DIRECTIONS.
Copy the data word for word, starting with the line that contains "The service MUST return one point per instance of the rexona" and running through the final line of the data, both included.

DATA SUPPLIED.

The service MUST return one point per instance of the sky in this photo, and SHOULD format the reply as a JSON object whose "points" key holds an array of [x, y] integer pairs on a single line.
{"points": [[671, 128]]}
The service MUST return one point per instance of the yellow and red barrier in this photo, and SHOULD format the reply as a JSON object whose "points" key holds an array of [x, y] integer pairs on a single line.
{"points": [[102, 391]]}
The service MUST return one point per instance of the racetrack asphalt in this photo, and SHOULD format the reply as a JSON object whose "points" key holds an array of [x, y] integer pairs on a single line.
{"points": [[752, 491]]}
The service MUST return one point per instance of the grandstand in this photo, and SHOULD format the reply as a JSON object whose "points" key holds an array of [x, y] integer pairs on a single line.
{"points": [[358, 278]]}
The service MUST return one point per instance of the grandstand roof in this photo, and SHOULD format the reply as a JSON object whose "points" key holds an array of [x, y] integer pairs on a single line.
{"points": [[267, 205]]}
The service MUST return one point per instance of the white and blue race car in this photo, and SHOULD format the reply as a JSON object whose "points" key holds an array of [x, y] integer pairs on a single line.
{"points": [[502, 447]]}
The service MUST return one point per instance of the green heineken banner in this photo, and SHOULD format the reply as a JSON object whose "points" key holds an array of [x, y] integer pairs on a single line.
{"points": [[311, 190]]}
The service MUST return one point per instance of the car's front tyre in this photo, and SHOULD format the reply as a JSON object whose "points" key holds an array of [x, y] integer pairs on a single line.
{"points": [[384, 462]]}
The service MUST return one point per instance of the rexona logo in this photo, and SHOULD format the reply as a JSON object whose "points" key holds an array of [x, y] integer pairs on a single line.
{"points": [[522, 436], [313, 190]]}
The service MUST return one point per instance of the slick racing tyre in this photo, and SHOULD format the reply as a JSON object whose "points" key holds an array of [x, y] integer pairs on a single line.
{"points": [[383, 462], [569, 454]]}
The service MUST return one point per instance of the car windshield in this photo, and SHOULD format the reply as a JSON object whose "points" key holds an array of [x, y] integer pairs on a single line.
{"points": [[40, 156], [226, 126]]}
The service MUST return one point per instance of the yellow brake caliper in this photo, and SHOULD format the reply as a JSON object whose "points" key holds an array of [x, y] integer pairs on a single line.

SOLUTION TO THIS EXERCISE.
The service MUST return one point per instance of the rexona logo in this photo, and SHOULD format the reply as a JSON object whose "points" key holds an array of [x, y] integer pairs on a single line.
{"points": [[522, 436], [313, 190]]}
The service MUST return one point per instance of the slick racing tyre in this photo, and SHOULD format the reply as a JSON object whose "points" key holds an array of [x, y] integer pairs on a single line.
{"points": [[383, 462], [569, 454]]}
The service MUST return one point per instance of the car windshield in this photo, and SHOULD format the reply as a JSON object whose "points" key holds an array of [x, y] integer pairs on a single line.
{"points": [[40, 156], [226, 126]]}
The service MUST return one point per instance of the yellow brake caliper in this photo, and SHOULD format the reply as a JSON object whose "points" key holds an array of [x, y] integer pairs on a single line.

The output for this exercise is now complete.